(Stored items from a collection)

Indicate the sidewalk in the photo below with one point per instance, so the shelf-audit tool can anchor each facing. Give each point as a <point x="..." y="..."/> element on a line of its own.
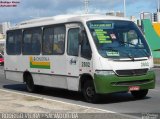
<point x="11" y="102"/>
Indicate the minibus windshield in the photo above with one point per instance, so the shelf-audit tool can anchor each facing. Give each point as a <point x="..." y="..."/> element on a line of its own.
<point x="118" y="39"/>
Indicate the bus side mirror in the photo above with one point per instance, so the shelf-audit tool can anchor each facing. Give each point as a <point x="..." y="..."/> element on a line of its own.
<point x="81" y="36"/>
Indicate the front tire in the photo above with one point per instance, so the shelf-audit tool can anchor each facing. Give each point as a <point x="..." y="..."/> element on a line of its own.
<point x="139" y="94"/>
<point x="89" y="92"/>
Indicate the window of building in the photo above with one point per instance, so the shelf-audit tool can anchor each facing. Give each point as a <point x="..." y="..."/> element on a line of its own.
<point x="13" y="45"/>
<point x="32" y="41"/>
<point x="73" y="42"/>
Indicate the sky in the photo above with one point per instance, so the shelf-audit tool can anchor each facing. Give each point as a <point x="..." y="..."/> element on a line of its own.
<point x="29" y="9"/>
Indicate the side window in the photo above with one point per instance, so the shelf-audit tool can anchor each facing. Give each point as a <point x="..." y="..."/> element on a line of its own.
<point x="73" y="42"/>
<point x="14" y="39"/>
<point x="32" y="41"/>
<point x="59" y="40"/>
<point x="48" y="37"/>
<point x="85" y="47"/>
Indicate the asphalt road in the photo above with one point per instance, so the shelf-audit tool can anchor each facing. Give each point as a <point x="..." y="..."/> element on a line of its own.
<point x="120" y="102"/>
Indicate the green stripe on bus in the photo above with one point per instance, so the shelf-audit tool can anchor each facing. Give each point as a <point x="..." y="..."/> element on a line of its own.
<point x="40" y="66"/>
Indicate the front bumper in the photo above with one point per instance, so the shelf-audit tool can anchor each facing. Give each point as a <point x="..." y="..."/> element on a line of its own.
<point x="113" y="83"/>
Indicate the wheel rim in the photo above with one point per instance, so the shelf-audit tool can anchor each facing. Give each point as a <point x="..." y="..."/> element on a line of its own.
<point x="90" y="92"/>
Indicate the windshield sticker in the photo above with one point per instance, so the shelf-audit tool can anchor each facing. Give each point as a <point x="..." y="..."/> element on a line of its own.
<point x="101" y="25"/>
<point x="102" y="36"/>
<point x="112" y="53"/>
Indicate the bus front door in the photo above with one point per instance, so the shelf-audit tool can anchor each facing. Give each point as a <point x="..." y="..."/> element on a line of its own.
<point x="72" y="58"/>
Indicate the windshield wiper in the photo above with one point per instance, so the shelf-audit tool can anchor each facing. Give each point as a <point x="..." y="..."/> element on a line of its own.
<point x="128" y="43"/>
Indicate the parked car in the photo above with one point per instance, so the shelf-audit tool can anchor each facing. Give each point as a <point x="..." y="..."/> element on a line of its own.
<point x="1" y="59"/>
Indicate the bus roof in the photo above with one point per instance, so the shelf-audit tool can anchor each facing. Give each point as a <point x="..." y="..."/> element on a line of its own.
<point x="64" y="19"/>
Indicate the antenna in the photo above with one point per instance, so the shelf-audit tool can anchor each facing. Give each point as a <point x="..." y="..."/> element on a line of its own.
<point x="86" y="3"/>
<point x="158" y="7"/>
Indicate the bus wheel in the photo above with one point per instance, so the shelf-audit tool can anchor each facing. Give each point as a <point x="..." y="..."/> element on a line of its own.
<point x="139" y="94"/>
<point x="30" y="84"/>
<point x="89" y="92"/>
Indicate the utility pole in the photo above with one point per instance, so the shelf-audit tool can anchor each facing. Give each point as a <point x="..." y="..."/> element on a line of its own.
<point x="158" y="7"/>
<point x="124" y="5"/>
<point x="86" y="3"/>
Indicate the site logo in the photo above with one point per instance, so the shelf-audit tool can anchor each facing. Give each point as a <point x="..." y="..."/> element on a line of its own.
<point x="9" y="3"/>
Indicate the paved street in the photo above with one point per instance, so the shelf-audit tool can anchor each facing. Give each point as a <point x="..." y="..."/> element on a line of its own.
<point x="120" y="102"/>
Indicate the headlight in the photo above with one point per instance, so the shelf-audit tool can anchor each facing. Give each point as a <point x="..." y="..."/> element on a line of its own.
<point x="101" y="72"/>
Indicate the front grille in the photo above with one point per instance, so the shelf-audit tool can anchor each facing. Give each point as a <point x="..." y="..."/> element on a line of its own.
<point x="131" y="83"/>
<point x="132" y="72"/>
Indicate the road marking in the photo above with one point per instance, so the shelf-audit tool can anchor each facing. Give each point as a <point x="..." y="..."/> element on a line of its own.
<point x="47" y="99"/>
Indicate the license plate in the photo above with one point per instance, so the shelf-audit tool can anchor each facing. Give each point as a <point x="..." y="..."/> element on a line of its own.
<point x="134" y="88"/>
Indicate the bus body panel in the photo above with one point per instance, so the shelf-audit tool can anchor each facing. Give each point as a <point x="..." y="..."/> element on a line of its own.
<point x="65" y="71"/>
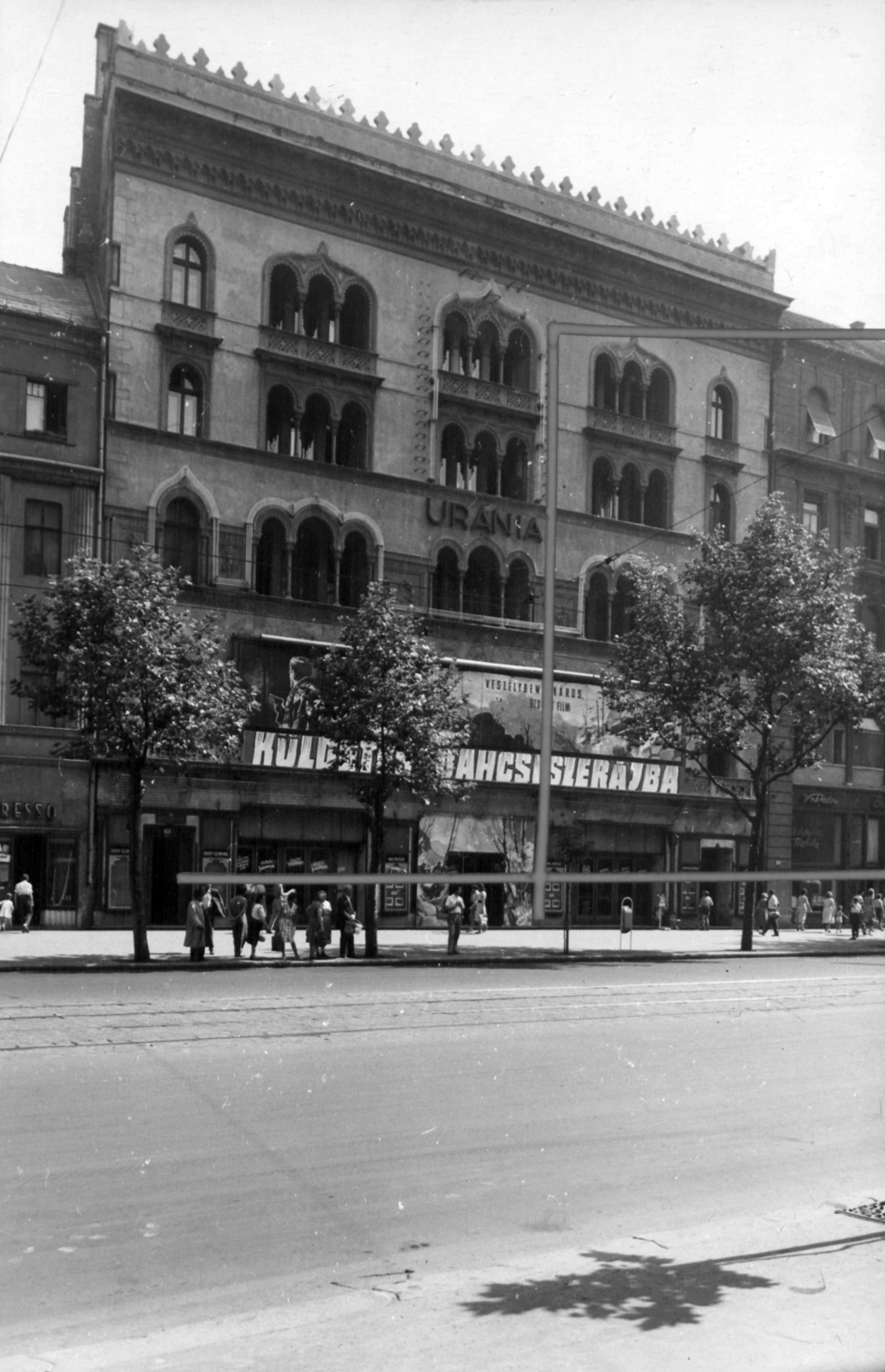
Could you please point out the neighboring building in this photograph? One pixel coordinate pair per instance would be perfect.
(326, 364)
(828, 456)
(50, 491)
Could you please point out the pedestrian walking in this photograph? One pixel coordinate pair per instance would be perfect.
(773, 909)
(196, 928)
(855, 914)
(704, 910)
(25, 902)
(828, 912)
(347, 923)
(256, 918)
(317, 936)
(455, 912)
(803, 910)
(238, 923)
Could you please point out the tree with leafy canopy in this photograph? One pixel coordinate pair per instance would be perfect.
(109, 651)
(758, 660)
(386, 690)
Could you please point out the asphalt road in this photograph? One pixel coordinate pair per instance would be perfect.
(600, 1166)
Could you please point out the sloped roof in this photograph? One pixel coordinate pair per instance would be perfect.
(48, 295)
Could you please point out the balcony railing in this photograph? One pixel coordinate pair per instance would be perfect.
(489, 393)
(630, 425)
(322, 354)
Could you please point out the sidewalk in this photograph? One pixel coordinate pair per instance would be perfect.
(91, 950)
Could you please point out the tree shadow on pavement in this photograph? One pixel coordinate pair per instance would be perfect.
(652, 1293)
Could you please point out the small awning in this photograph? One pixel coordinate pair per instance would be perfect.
(877, 432)
(821, 420)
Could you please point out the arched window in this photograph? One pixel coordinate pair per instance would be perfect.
(656, 501)
(313, 563)
(603, 489)
(604, 383)
(453, 457)
(446, 590)
(271, 559)
(485, 460)
(720, 511)
(184, 409)
(189, 274)
(352, 445)
(456, 345)
(622, 607)
(722, 413)
(354, 574)
(482, 585)
(356, 319)
(596, 608)
(658, 397)
(316, 430)
(630, 398)
(487, 354)
(320, 310)
(518, 593)
(515, 471)
(630, 496)
(518, 361)
(182, 539)
(281, 430)
(285, 302)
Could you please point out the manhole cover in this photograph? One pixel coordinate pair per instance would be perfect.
(873, 1211)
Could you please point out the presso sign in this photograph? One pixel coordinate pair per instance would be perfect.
(306, 752)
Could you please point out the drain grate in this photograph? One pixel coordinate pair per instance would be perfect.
(875, 1211)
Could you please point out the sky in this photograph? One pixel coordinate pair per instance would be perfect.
(762, 120)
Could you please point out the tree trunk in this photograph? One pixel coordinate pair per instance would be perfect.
(139, 914)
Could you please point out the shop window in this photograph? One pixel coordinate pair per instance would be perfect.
(603, 489)
(720, 511)
(487, 354)
(630, 496)
(320, 310)
(313, 563)
(482, 585)
(285, 302)
(655, 505)
(453, 459)
(658, 398)
(180, 539)
(316, 430)
(818, 424)
(630, 391)
(189, 274)
(485, 461)
(871, 534)
(604, 383)
(722, 413)
(184, 411)
(518, 593)
(352, 445)
(518, 361)
(622, 608)
(596, 608)
(515, 471)
(43, 539)
(446, 589)
(354, 573)
(271, 557)
(281, 422)
(45, 408)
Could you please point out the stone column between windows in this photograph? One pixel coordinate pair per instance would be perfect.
(6, 580)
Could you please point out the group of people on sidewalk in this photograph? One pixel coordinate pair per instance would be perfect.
(253, 923)
(866, 912)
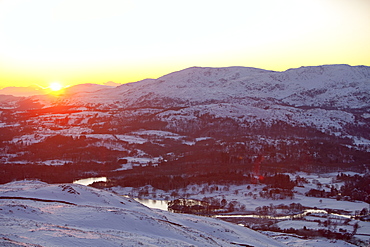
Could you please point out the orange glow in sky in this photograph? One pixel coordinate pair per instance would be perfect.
(96, 41)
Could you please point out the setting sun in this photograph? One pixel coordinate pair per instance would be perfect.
(55, 86)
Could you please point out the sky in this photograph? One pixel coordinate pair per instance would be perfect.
(96, 41)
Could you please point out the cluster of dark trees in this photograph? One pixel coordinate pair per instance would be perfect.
(355, 187)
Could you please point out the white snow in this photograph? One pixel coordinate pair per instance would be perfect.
(76, 215)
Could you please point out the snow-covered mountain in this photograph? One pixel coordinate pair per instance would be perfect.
(339, 86)
(34, 213)
(306, 117)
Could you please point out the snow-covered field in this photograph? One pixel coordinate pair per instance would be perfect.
(38, 214)
(244, 194)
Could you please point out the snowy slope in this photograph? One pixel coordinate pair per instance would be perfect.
(38, 214)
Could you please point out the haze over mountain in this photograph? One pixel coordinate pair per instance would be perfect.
(194, 126)
(325, 106)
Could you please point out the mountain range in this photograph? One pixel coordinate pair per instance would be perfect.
(306, 118)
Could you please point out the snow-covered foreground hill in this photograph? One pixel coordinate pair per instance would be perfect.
(34, 213)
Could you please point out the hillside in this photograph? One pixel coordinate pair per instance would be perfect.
(34, 213)
(197, 120)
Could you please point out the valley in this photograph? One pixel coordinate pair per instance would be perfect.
(240, 140)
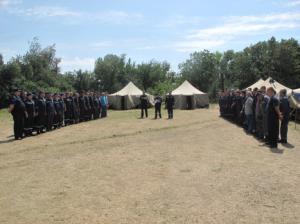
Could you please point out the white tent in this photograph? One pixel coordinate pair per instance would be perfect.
(127, 98)
(188, 97)
(296, 90)
(258, 84)
(276, 85)
(270, 83)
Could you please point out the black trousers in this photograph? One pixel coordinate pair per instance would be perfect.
(284, 128)
(273, 130)
(157, 111)
(18, 126)
(103, 111)
(50, 118)
(170, 113)
(144, 109)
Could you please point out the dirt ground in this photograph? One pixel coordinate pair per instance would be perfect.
(197, 168)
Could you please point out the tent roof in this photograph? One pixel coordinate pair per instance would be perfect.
(276, 85)
(129, 89)
(186, 88)
(296, 90)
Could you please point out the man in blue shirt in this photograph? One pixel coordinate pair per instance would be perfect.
(104, 105)
(285, 111)
(18, 110)
(274, 116)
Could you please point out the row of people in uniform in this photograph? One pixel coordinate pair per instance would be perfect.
(158, 100)
(47, 111)
(262, 112)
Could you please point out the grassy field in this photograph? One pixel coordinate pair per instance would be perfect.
(197, 168)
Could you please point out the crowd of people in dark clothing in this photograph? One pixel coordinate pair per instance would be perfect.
(37, 113)
(262, 112)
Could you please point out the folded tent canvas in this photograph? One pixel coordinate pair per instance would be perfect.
(127, 98)
(258, 84)
(270, 83)
(188, 97)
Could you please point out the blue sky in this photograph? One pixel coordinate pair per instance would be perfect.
(143, 30)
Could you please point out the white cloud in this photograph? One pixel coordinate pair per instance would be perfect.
(77, 17)
(234, 28)
(115, 17)
(179, 20)
(5, 3)
(71, 64)
(293, 3)
(45, 11)
(102, 44)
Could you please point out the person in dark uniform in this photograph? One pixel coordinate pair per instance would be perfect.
(82, 107)
(157, 103)
(62, 110)
(76, 107)
(68, 108)
(41, 112)
(88, 114)
(237, 106)
(50, 111)
(285, 111)
(274, 116)
(18, 110)
(58, 110)
(96, 104)
(170, 101)
(144, 105)
(92, 106)
(29, 120)
(104, 105)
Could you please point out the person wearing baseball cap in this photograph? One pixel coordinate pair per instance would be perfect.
(18, 110)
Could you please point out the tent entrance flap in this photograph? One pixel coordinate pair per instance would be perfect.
(123, 103)
(189, 102)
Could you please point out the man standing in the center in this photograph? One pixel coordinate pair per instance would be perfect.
(170, 101)
(144, 105)
(157, 102)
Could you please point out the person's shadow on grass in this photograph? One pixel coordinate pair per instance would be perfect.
(288, 146)
(277, 150)
(6, 141)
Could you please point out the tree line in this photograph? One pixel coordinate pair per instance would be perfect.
(209, 71)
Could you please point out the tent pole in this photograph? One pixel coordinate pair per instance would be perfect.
(296, 115)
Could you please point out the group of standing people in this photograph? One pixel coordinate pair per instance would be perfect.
(46, 111)
(262, 112)
(158, 101)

● **INSTRUCTION**
Exactly and only the lines from the line containing "Could you please point out the person in" through the last line of the entries should be copied, both ends included.

● **EXPECTED ANSWER**
Could you please point out the person in dark uniform in this photograph? One pixel coordinate pair per instance would be perfect.
(82, 107)
(157, 103)
(62, 110)
(76, 107)
(68, 108)
(41, 112)
(88, 114)
(237, 106)
(50, 111)
(285, 111)
(274, 116)
(18, 110)
(58, 110)
(96, 104)
(170, 101)
(144, 105)
(92, 106)
(29, 120)
(104, 105)
Could you please point out the person wearing baseball cap in this photograph? One pixel coordinate pair per instance would be perfect.
(18, 110)
Could you please point out the tent entrance flap in this photograph? One pixel coordinate pair per instance would be perfect.
(123, 103)
(189, 102)
Could you please point out the man standing in the center in this photograph? One pixel coordinate pair per instance would be perfect.
(170, 101)
(144, 105)
(157, 102)
Could you please point out the person's shadow on grass in this photograph? One pixel coordinate pair per instance would be perfect.
(288, 146)
(277, 150)
(6, 141)
Could you please point out the tree line in this photograph? One pixel coordinate pair per instance would be perfect.
(209, 71)
Could you please point out the tent pole in this photograph? One pixel coordinate pair per instance would be perfect.
(296, 115)
Could you please point out the group of standing people in this photograph? One pixel coordinate pair per instance would be perfect.
(46, 111)
(262, 112)
(158, 101)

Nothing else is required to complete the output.